What to produce: Starting at the first line of the items below and stopping after the line that contains "point(271, 123)", put each line into a Markdown table with the columns Row and Line, numbering the rows and leaving out any blank lines.

Given information:
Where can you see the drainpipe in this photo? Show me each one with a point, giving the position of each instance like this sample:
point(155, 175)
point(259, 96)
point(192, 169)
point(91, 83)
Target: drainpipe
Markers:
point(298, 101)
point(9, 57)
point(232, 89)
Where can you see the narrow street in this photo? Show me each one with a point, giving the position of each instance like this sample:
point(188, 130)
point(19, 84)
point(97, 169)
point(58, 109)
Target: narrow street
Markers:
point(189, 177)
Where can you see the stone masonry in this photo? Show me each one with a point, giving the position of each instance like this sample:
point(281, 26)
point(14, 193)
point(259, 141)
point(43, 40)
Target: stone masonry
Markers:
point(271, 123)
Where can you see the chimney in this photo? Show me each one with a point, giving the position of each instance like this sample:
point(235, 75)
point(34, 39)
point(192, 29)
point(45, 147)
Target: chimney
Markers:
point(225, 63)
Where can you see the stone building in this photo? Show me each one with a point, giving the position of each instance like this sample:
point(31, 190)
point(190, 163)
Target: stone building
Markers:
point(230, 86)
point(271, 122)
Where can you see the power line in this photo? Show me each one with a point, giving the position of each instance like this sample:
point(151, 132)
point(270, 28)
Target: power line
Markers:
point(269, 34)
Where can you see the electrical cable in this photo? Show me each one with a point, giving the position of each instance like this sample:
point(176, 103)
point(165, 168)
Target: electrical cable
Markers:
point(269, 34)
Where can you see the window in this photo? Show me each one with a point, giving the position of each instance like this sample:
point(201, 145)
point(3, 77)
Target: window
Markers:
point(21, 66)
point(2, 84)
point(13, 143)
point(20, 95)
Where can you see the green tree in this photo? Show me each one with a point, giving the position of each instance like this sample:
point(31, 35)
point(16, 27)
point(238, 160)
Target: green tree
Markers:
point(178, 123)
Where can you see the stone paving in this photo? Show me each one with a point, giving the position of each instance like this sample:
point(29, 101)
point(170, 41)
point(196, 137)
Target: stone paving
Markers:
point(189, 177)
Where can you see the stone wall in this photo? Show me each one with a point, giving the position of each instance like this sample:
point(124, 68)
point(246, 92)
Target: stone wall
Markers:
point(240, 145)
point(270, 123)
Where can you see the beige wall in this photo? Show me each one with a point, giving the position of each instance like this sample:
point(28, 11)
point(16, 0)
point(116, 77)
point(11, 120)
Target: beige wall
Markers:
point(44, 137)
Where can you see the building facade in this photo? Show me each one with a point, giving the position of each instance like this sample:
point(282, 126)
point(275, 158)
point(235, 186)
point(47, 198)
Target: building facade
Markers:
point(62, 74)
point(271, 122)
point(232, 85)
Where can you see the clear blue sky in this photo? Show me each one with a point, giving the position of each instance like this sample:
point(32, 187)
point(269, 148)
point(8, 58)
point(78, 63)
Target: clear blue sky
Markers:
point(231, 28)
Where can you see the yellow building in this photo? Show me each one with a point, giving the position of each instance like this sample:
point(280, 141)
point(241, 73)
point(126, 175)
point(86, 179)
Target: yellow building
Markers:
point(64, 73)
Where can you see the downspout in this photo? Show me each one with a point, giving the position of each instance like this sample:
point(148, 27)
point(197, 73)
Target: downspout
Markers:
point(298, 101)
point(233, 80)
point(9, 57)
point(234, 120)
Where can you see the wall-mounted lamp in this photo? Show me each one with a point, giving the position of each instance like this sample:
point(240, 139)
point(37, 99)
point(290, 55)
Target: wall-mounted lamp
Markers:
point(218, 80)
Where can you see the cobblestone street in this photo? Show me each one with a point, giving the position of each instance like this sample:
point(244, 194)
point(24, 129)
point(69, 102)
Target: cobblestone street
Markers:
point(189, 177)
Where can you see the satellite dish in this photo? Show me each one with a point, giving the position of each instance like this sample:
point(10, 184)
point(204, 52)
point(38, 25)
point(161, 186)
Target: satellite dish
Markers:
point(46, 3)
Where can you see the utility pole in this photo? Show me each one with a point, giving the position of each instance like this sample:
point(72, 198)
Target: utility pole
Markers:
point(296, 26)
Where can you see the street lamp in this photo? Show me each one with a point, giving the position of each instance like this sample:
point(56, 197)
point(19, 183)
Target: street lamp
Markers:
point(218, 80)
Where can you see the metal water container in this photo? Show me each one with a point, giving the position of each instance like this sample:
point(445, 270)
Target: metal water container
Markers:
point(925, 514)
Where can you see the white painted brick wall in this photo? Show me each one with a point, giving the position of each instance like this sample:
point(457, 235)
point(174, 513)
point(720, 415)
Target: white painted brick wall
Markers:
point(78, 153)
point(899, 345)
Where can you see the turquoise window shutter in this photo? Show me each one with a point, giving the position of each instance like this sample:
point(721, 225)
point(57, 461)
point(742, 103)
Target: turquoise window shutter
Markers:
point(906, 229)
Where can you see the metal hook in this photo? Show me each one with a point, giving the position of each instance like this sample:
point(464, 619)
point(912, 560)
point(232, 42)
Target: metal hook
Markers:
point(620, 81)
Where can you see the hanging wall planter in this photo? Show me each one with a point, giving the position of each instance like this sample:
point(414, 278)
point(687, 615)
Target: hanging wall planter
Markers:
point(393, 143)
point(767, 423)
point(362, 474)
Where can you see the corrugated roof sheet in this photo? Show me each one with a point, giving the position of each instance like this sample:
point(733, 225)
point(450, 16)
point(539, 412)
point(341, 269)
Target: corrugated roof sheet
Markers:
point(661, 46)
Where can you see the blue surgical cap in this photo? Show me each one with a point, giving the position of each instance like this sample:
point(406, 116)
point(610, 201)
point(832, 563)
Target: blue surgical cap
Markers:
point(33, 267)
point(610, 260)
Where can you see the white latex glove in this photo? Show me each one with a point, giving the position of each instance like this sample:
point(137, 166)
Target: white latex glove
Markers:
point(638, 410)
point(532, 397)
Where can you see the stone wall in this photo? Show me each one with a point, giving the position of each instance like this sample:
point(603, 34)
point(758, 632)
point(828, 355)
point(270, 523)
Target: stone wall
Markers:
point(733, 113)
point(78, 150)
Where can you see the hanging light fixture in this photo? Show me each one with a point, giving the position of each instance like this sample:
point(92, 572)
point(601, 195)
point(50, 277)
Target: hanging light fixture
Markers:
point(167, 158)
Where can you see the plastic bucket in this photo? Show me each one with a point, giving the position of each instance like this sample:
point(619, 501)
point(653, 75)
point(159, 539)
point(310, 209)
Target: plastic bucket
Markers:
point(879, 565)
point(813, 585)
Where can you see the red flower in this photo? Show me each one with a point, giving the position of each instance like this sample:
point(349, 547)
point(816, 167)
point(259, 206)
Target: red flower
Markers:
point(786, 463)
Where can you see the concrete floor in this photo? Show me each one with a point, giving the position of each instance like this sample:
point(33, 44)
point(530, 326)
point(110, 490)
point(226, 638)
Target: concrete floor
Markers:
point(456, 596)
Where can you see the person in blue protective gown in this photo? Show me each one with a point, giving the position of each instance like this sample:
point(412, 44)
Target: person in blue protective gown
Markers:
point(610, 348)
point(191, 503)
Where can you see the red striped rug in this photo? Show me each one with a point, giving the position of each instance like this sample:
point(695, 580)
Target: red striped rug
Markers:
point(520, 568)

Solution for this problem:
| Row | Line |
|---|---|
| 1 | Where can you see the drainpipe in this photo? Show me each one with a point, giving the position of each instance like this sample: |
| 2 | point(155, 175) |
| 3 | point(259, 96) |
| 4 | point(192, 169) |
| 5 | point(91, 83) |
| 6 | Target: drainpipe |
| 7 | Markers: |
| 8 | point(298, 101) |
| 9 | point(9, 57) |
| 10 | point(232, 89) |
| 11 | Where can you see the narrow street in this photo? Show me each one with a point, giving the position of each instance like this sample: |
| 12 | point(188, 130) |
| 13 | point(19, 84) |
| 14 | point(97, 169) |
| 15 | point(58, 109) |
| 16 | Target: narrow street |
| 17 | Markers: |
| 18 | point(189, 177) |
| 19 | Where can you see the stone masonry in this photo? Show me each one with a point, giving the position of each instance like this sample: |
| 20 | point(281, 26) |
| 21 | point(14, 193) |
| 22 | point(259, 141) |
| 23 | point(43, 40) |
| 24 | Target: stone masonry |
| 25 | Markers: |
| 26 | point(271, 123) |